• **Work instructions**
Restate the entries below verbatim.
====== Dataset
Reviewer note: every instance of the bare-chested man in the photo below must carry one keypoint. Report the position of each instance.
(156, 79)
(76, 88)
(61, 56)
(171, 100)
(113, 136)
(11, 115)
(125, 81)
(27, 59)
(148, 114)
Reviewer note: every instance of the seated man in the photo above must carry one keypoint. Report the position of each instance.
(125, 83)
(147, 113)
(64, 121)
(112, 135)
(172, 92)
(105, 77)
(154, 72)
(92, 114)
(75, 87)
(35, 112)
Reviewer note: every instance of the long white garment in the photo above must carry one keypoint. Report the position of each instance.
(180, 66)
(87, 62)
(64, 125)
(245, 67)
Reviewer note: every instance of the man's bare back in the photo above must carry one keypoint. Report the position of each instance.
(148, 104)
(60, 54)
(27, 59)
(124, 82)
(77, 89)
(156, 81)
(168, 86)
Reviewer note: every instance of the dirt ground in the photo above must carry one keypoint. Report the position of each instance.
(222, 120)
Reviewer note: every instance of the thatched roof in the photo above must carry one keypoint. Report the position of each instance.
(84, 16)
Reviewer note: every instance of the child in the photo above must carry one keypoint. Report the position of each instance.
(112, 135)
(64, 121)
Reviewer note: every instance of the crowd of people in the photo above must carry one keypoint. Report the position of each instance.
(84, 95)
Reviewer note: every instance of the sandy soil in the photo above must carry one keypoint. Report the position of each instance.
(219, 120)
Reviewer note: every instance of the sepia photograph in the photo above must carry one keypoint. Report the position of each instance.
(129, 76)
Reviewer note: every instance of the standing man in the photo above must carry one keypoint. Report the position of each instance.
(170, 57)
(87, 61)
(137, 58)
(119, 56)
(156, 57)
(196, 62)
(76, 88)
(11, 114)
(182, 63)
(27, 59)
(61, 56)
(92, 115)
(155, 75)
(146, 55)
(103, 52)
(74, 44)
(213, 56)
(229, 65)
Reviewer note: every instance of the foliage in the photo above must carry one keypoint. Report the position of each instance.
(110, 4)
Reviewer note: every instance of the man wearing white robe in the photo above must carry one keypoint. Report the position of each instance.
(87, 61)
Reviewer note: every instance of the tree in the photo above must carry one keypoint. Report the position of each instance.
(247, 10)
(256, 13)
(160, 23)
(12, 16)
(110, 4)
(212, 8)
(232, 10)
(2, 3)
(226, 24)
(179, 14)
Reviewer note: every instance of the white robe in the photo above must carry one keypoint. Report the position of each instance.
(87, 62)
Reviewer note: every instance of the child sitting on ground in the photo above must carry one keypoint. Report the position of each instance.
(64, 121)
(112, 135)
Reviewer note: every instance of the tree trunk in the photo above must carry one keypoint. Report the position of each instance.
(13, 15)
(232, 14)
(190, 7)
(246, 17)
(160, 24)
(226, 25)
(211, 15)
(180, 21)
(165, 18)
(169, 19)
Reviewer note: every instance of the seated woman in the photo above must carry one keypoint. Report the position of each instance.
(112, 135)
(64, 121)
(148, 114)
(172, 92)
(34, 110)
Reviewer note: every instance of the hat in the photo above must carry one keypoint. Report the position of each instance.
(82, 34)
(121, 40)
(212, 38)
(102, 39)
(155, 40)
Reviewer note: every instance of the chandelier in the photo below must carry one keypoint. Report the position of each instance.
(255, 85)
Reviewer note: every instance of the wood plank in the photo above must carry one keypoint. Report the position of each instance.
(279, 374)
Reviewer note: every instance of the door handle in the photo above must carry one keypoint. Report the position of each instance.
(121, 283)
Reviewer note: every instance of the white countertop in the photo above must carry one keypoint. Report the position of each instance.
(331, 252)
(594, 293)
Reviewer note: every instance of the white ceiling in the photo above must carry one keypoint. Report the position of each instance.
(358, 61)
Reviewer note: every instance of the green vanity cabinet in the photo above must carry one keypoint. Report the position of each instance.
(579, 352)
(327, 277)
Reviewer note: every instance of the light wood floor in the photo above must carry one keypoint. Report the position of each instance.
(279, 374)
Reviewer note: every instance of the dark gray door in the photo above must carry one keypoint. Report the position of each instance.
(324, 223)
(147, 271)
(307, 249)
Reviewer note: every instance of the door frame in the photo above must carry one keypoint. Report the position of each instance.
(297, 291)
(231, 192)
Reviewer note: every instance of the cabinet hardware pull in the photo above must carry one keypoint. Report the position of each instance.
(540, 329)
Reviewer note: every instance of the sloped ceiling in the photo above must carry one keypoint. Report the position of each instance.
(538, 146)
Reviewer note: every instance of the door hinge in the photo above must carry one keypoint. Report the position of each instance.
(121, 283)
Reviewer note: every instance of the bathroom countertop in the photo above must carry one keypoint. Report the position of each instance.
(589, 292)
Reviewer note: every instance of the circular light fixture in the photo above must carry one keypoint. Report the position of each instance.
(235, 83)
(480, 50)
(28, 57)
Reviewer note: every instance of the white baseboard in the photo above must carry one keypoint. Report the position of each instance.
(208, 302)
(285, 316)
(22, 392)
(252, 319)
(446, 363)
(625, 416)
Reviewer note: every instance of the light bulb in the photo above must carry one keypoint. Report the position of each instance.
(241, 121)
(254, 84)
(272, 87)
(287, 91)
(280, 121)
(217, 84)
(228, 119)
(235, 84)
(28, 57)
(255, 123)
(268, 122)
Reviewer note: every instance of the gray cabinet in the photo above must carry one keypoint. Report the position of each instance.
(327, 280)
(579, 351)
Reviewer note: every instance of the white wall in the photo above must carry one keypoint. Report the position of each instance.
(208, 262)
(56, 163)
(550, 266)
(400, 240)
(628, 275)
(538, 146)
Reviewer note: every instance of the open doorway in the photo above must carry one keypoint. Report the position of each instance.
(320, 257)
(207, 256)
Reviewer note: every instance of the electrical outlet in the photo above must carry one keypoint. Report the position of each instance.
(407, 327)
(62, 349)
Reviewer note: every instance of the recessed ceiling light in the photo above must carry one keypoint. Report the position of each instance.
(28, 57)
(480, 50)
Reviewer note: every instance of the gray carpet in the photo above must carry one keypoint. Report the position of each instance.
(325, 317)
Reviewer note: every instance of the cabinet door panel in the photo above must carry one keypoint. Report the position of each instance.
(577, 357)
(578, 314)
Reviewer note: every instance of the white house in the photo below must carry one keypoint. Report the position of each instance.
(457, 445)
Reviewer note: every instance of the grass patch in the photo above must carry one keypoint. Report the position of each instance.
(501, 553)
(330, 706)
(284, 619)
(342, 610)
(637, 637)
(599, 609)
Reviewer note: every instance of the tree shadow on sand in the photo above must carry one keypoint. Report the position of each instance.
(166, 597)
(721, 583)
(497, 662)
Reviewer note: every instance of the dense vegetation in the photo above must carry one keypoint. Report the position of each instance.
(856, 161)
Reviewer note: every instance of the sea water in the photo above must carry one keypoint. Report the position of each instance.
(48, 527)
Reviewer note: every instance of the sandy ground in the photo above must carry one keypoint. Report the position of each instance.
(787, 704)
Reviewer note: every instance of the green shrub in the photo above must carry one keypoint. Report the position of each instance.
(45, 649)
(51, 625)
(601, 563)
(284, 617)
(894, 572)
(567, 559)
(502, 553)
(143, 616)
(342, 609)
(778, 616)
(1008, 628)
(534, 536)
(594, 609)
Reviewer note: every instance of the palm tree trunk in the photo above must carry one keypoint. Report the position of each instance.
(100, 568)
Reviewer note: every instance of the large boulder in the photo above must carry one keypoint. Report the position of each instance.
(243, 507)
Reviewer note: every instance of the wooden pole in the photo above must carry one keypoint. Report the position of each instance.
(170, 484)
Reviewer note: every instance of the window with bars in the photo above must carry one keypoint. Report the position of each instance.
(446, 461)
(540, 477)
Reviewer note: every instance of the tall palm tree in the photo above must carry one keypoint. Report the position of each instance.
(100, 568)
============
• **Result for this exercise**
Reviewer note: every instance of the bare-chested man in the photo below must carry one keypoint. Report the position of each instance.
(156, 79)
(76, 88)
(61, 56)
(171, 100)
(113, 136)
(11, 115)
(125, 81)
(27, 59)
(148, 114)
Reviewer note: every instance of the seated man in the photo above must carry one keypoint. Report the position of each instance.
(125, 83)
(147, 113)
(64, 121)
(112, 135)
(172, 92)
(105, 77)
(154, 72)
(92, 114)
(75, 87)
(35, 112)
Reviewer note: every instance of the long white garment in the photo above must carry one keypoint. Report the position of each instance.
(180, 66)
(87, 62)
(64, 125)
(245, 67)
Reviewer note: every instance of the man's bare back in the photo above must carry one keypoint. Report the position of each instance.
(148, 104)
(60, 54)
(27, 59)
(124, 82)
(77, 89)
(156, 81)
(168, 86)
Reviewer note: every instance of the dirt ground in the photo above must carry one keypoint. Report the position of each instance.
(222, 120)
Reviewer note: every instance of the thatched roof in the photo above must carry one keypoint. Report the position of each instance.
(84, 16)
Reviewer note: every instance of the child in the photo above must carry one keypoint. Report the position of each instance.
(112, 135)
(64, 121)
Reviewer note: every instance of the crowd of people in the photo above must carry one keypoint. Report the position of each instance.
(84, 95)
Reviewer note: every instance of the sandy soil in the photo above must carry one keypoint. Report the position of each instance.
(219, 120)
Reviewer note: every instance of the sepia photograph in the photo above must carry one keypoint. Report the position of each instance.
(129, 76)
Reviewer note: every instance of the standing man in the photo above must carry one keypoint. Report the position of each instance.
(170, 57)
(87, 61)
(137, 58)
(119, 56)
(156, 57)
(196, 62)
(76, 88)
(11, 114)
(182, 63)
(27, 59)
(61, 56)
(92, 115)
(155, 75)
(146, 55)
(103, 52)
(74, 44)
(213, 56)
(229, 65)
Reviewer note: every instance of the foliage in the photo above must carry one keypoint. Report the position of each instance.
(110, 4)
Reviewer note: every instance of the man wearing white robe in the photo above must carry one keypoint. Report the position of each instance.
(87, 61)
Reviewer note: every instance of the tree in the photo above must carry one keypoint. Report the position of each instance.
(247, 10)
(256, 13)
(160, 23)
(12, 16)
(110, 4)
(212, 8)
(232, 10)
(2, 3)
(226, 24)
(179, 14)
Reviewer note: every instance of the white robe in the photo above must carry one keypoint. Report the position of each instance.
(87, 62)
Reviewer note: every instance of the child sitting on ground in the photo above must carry one keypoint. Report the position of each instance.
(64, 121)
(112, 135)
Reviewer note: every instance of the tree trunk in the photo above must carry one keypoint. Report the position of each instance.
(13, 15)
(232, 14)
(190, 7)
(246, 17)
(160, 24)
(226, 25)
(211, 15)
(180, 21)
(165, 18)
(169, 19)
Reviewer note: every instance of the seated woman in the photo above must carry one keypoint. Report the position of each instance.
(112, 135)
(64, 121)
(148, 114)
(172, 92)
(34, 110)
Reviewer note: every instance of the hat in the photo above must carry one keypoint. Report the position of each instance.
(82, 34)
(121, 40)
(212, 38)
(102, 39)
(155, 40)
Reviewer note: every instance of the chandelier in the photo below must carry one keypoint. Report the position of each instance.
(255, 85)
Reviewer note: every instance of the wood plank in the photo above must carry one keypoint. Report the position of each instance.
(279, 374)
Reviewer note: every instance of the door handle in the photo above must carry one keypoint. Report the position of each instance.
(121, 283)
Reviewer note: every instance of the white countertop in the photo above must carry one keypoint. Report the position of each instance.
(331, 252)
(594, 293)
Reviewer note: every instance of the white ceiling in the photo above must carry one keypoint. Report the position of each instance.
(358, 61)
Reviewer note: every instance of the green vanity cabinet in the photo above must carry one keypoint. Report the position of each instance.
(579, 352)
(327, 277)
Reviewer note: every instance of the light wood floor in the photo above must carry one keypoint. Report the position of each instance.
(279, 374)
Reviewer note: every instance of the dark gray door in the photo above must carry one keypoint. Report the position of each instance.
(324, 223)
(147, 271)
(307, 249)
Reviewer note: every instance of the door frame in the photo above must carry one keypoint. Report the position of each instance.
(297, 291)
(231, 192)
Reviewer note: every instance of the cabinet hardware pull in the photo above must carry one keypoint. Report the position of each instance.
(540, 329)
Reviewer note: every instance of the sloped ceiling in the photo above must carry one keypoint. Report the position of each instance.
(538, 146)
Reviewer note: every instance of the door hinge in the photo above must carry one keypoint. Report the position of each instance.
(121, 283)
Reviewer note: every instance of the bathroom countertop in the photo above must carry one keypoint. Report the position of each instance.
(589, 292)
Reviewer note: every instance of the circular light fixture in the photo above must carry one keypoint. Report the position of each instance.
(235, 83)
(480, 50)
(28, 57)
Reviewer note: every instance of the white baseboard in the photo above must carry one keypoint. Report the position of each instance.
(208, 302)
(285, 316)
(22, 392)
(252, 319)
(446, 363)
(625, 416)
Reviewer note: every instance of the light bulb in the photo above must carry one keypoint. Report the position of each instance.
(241, 121)
(254, 84)
(272, 87)
(287, 91)
(280, 121)
(217, 84)
(228, 119)
(235, 84)
(28, 57)
(255, 123)
(268, 122)
Reviewer note: every instance of the gray cabinet in the photo above must carry one keypoint. Report the position of each instance.
(327, 280)
(579, 351)
Reviewer note: every instance of the white wall in the photo above must carry one keypoint. Report the position of each instance.
(208, 262)
(56, 163)
(550, 266)
(400, 240)
(628, 275)
(538, 146)
Reviewer note: every instance of the open doorway in the photo above must carry one keypoint. Report the position of each instance.
(320, 257)
(207, 256)
Reviewer note: every instance of the electrical outlet in the photo above must carry one keypoint. Report the position of each instance.
(407, 327)
(62, 349)
Reviewer note: every instance of the recessed ceiling light in the photo above must carry one keypoint. Report the position of each instance.
(28, 57)
(480, 50)
Reviewer note: every instance of the gray carpet in the photo above must carry one keypoint. Report the position of each instance.
(325, 317)
Reviewer note: every instance of the cabinet door panel in the photo above must carry one keypoint. Report the position of each instance.
(577, 357)
(578, 314)
Reviewer note: every instance of the white house in the photo below must carry one keypoint. Report the position of each instance.
(457, 445)
Reviewer note: every instance of the grass patch in the photo above must carry one keypoint. Report the position of each instance.
(501, 553)
(330, 706)
(284, 619)
(342, 610)
(637, 637)
(599, 609)
Reviewer note: every instance of the tree shadow on sand in the photo above must carry one keypoint. Report the position of each instance.
(166, 597)
(721, 583)
(497, 662)
Reviewer note: every instance of the dense vegetation in the photo above must carry one keypoint. Report the position of each instance.
(856, 161)
Reviewer note: every instance of the sea water in the photo above must carry one keypoint. Report the position of each instance.
(48, 527)
Reviewer note: every instance of the sandy ground in the photo above must carry one keypoint. Report the position of each instance.
(787, 704)
Reviewer note: every instance of the green shrub in the photo above must carry one keypoint. Report the position of each instance.
(45, 649)
(51, 625)
(601, 563)
(284, 617)
(894, 572)
(567, 559)
(502, 553)
(143, 616)
(342, 609)
(778, 616)
(1008, 628)
(534, 536)
(594, 609)
Reviewer note: every instance of the palm tree trunk in the photo above must carry one keypoint. Report the position of each instance.
(100, 568)
Reviewer note: every instance of the large boulder in the photo above must carry one keypoint. Report the position of each instance.
(243, 507)
Reviewer note: every instance of the wooden pole in the photo above must carry one keypoint. Report the position of each instance.
(170, 484)
Reviewer note: every instance of the window with bars in the photo above must carry one keypoint. Report the position of each instance.
(446, 461)
(540, 477)
Reviewer note: every instance of the tall palm tree in the photo above must carry one keypoint. Report the position of each instance.
(100, 568)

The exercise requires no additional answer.